Directive
Could you arrange the lines below, from the one containing "Locate every man's nose in the image above." through the one containing "0;0;149;119", both included, as a Markdown table with the columns Row and Line? Number each row and leave out blank lines.

[Start of Entries shown]

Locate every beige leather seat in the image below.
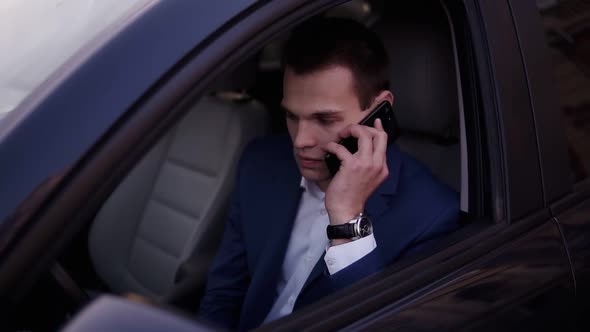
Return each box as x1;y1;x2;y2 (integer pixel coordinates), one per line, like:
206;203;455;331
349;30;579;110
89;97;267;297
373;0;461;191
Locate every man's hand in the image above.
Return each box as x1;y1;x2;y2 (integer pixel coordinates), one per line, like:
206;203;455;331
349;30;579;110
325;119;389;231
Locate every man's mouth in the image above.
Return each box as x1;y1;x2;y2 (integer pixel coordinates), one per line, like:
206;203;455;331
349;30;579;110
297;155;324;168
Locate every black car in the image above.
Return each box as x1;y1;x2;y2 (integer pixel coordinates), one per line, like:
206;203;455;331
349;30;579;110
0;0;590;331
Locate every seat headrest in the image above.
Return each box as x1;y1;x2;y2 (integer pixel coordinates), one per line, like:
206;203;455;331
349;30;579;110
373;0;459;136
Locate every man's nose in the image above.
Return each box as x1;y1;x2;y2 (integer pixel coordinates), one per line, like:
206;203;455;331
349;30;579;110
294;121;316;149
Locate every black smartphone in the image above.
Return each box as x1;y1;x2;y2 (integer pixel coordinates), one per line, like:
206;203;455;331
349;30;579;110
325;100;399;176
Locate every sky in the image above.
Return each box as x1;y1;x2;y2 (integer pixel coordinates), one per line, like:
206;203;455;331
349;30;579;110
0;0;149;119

[End of Entries shown]
[Start of Entries shown]

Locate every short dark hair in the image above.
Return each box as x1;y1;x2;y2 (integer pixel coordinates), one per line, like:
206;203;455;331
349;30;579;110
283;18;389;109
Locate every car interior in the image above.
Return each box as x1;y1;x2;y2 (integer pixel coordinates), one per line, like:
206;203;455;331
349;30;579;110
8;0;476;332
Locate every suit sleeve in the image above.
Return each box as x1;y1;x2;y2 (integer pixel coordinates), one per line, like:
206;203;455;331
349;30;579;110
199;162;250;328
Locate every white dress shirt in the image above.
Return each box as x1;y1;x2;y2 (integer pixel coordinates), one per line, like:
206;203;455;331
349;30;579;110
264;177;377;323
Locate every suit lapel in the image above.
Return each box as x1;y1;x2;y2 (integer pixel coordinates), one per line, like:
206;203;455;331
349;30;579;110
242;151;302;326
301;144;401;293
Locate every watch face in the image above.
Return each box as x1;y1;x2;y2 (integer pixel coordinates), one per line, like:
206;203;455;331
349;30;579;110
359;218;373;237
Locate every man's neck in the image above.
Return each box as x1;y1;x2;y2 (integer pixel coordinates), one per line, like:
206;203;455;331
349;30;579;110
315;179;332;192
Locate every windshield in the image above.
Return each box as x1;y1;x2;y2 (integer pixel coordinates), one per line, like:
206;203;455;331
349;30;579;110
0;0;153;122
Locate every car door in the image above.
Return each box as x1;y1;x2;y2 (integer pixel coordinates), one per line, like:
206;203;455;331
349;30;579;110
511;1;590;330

[End of Entries shown]

Written solution
| Row | Line |
|---|---|
| 1 | Locate every man's nose in the image above. |
| 2 | Return each box as x1;y1;x2;y2 (integer pixel coordinates), one per line, like: |
| 3 | 206;203;455;331 |
| 4 | 349;30;579;110 |
| 5 | 294;121;316;149 |
| 6 | Locate every black smartphone in the image above. |
| 7 | Return each box as x1;y1;x2;y2 (integer pixel coordinates), one per line, like: |
| 8 | 206;203;455;331 |
| 9 | 349;30;579;110 |
| 10 | 325;100;399;176 |
| 11 | Locate every sky in the image above. |
| 12 | Return each box as x1;y1;x2;y2 (integer pixel coordinates), one per line, like: |
| 13 | 206;203;455;331 |
| 14 | 349;30;579;110 |
| 15 | 0;0;149;119 |